- _WHAT NEEDS TO BE DONE_: Convert all of the material below into a two-column CSV with the headers "request" and "answer". Give one row per request, with its text and its answer each in a single quoted field, line breaks replaced by spaces, and the pictures left out.

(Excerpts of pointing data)
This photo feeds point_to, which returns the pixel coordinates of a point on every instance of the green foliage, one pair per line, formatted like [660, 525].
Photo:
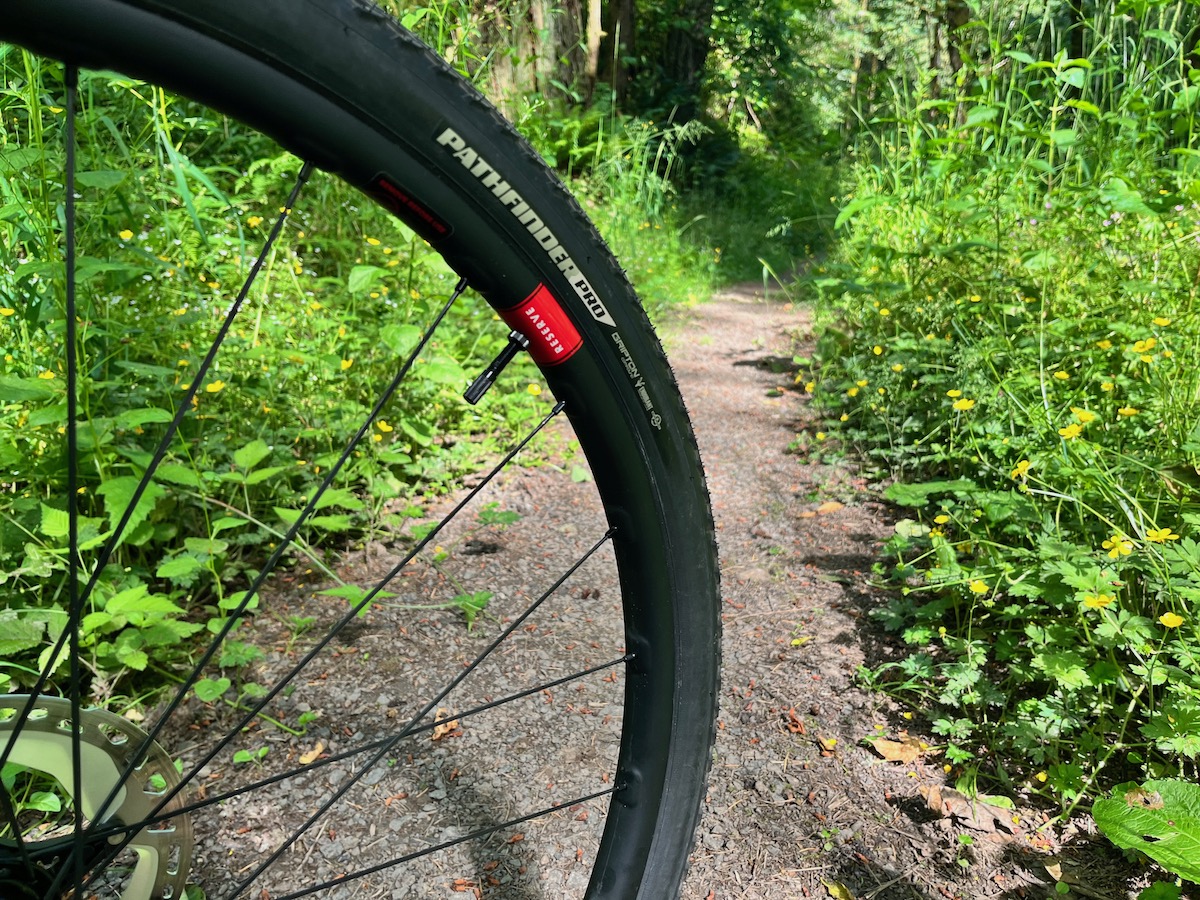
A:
[1012, 335]
[174, 203]
[1159, 819]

- _FULL OUTPUT_:
request,answer
"This photo feeds point_to, which returns the pixel coordinates of a point on every instance of the green foliage, one pair per line, formatted like [660, 525]. Photo: A:","[1012, 335] [174, 203] [1159, 819]"